[Entries for bounding box labeling]
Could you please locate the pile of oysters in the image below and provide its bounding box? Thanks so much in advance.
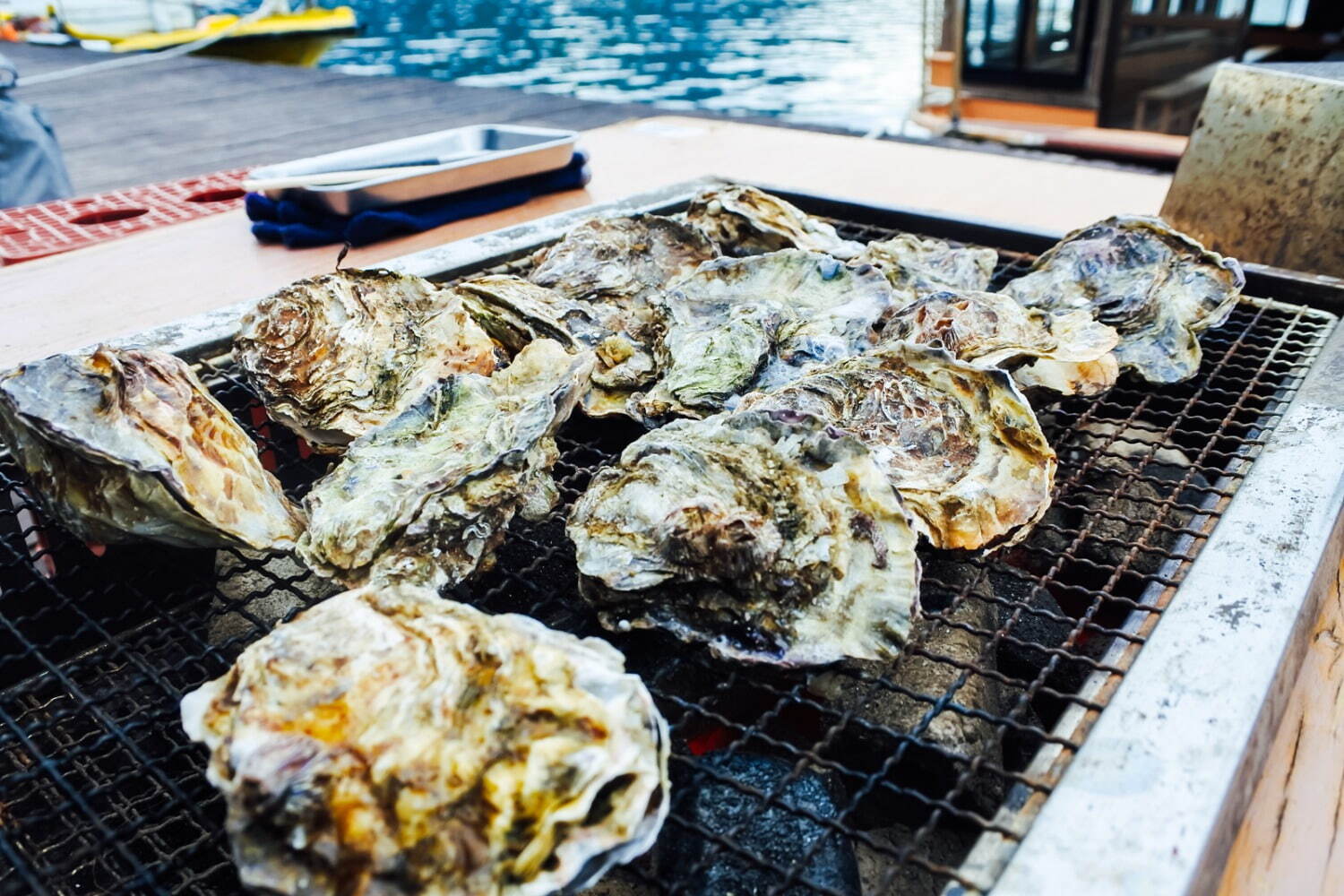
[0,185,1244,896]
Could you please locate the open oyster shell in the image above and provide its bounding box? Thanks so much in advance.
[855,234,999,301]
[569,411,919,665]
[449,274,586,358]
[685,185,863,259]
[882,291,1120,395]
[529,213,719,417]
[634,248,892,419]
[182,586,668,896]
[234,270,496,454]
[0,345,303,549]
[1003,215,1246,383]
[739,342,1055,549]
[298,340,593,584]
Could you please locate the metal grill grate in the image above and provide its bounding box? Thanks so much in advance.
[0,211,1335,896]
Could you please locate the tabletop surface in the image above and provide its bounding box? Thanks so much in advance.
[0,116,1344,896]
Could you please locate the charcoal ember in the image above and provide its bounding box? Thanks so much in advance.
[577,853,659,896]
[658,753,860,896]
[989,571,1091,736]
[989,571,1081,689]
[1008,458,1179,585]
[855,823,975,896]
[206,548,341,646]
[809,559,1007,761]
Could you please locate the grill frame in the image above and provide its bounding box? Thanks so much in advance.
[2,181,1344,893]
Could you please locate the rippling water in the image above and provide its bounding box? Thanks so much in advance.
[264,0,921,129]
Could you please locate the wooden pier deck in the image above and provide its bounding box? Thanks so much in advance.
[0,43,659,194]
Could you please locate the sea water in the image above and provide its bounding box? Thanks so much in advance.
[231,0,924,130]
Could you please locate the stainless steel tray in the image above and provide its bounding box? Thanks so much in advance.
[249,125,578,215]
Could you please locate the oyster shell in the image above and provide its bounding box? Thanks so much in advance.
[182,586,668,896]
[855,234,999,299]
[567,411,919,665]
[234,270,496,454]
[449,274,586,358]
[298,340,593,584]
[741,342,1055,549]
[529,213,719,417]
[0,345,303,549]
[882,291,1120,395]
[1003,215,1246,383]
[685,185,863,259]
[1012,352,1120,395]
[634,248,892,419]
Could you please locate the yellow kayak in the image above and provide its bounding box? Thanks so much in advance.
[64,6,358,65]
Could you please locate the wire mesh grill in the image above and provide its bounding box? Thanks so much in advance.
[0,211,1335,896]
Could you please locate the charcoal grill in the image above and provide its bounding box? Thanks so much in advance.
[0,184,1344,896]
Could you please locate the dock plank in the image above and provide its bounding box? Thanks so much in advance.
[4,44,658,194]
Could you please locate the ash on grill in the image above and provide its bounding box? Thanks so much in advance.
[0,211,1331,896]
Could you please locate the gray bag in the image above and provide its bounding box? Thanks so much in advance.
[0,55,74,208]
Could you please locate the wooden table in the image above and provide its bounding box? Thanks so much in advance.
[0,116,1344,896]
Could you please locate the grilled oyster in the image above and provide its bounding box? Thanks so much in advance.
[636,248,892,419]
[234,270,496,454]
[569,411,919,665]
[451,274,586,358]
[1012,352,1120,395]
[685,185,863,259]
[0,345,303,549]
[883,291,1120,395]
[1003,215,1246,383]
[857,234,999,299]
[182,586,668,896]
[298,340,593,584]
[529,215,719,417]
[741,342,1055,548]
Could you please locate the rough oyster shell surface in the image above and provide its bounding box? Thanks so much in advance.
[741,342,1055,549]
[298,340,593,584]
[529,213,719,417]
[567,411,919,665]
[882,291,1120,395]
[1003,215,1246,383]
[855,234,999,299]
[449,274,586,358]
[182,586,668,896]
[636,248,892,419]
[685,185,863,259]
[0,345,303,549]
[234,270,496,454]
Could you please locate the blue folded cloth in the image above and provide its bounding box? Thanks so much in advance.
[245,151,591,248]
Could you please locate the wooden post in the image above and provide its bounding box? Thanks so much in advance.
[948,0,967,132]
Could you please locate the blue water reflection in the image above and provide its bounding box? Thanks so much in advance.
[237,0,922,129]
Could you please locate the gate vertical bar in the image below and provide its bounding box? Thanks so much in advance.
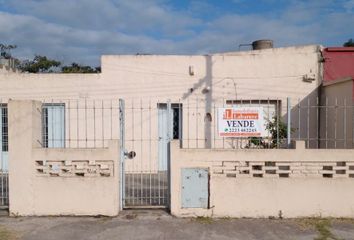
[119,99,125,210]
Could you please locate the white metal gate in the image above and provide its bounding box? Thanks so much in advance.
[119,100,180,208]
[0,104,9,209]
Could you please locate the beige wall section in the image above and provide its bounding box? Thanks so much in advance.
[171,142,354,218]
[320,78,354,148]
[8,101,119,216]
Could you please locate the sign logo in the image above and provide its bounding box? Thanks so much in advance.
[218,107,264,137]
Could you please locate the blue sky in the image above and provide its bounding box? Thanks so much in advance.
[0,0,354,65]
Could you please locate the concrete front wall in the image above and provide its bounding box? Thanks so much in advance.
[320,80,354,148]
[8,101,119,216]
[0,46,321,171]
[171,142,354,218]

◆ TASK DETAILS: Please express the lines of the listing above, from the line containing "Could you please locate the stainless" through the line containing "[4,44,658,194]", inclusive, as a JSON list of strings with one string per line and blank lines omitted.

◆ RESULT OF THIS EXERCISE:
[
  "Could you please locate the stainless steel tray in the image above and provide its bounding box? Thanks so much in advance.",
  "[249,125,578,215]",
  "Could you please locate the oyster shell in the image above and provide its bounding box? Thanks so much in advance.",
  "[182,586,668,896]",
  "[855,234,999,299]",
  "[567,411,919,665]",
  "[234,270,496,454]",
  "[449,274,586,358]",
  "[298,340,593,584]",
  "[741,342,1055,549]",
  "[529,213,719,417]",
  "[0,345,303,549]",
  "[882,291,1120,395]",
  "[1003,215,1246,383]",
  "[685,185,863,259]",
  "[1012,352,1120,395]",
  "[634,248,892,419]",
  "Could you please locate the yellow kayak in the image above and provide its bounding box? Thanks so much in advance.",
  "[64,6,358,65]",
  "Could you please locate the wire mesh grill in the image above and provide its bounding box? Thanks so much in advance.",
  "[0,211,1335,896]",
  "Could you please locate the charcoal grill in the image above and provide its bounding box? Thanks so much in advance.",
  "[0,184,1344,896]",
  "Could you please locate the dock plank in the image above and provide its bounding box? Thanks so much in advance.",
  "[4,44,658,194]"
]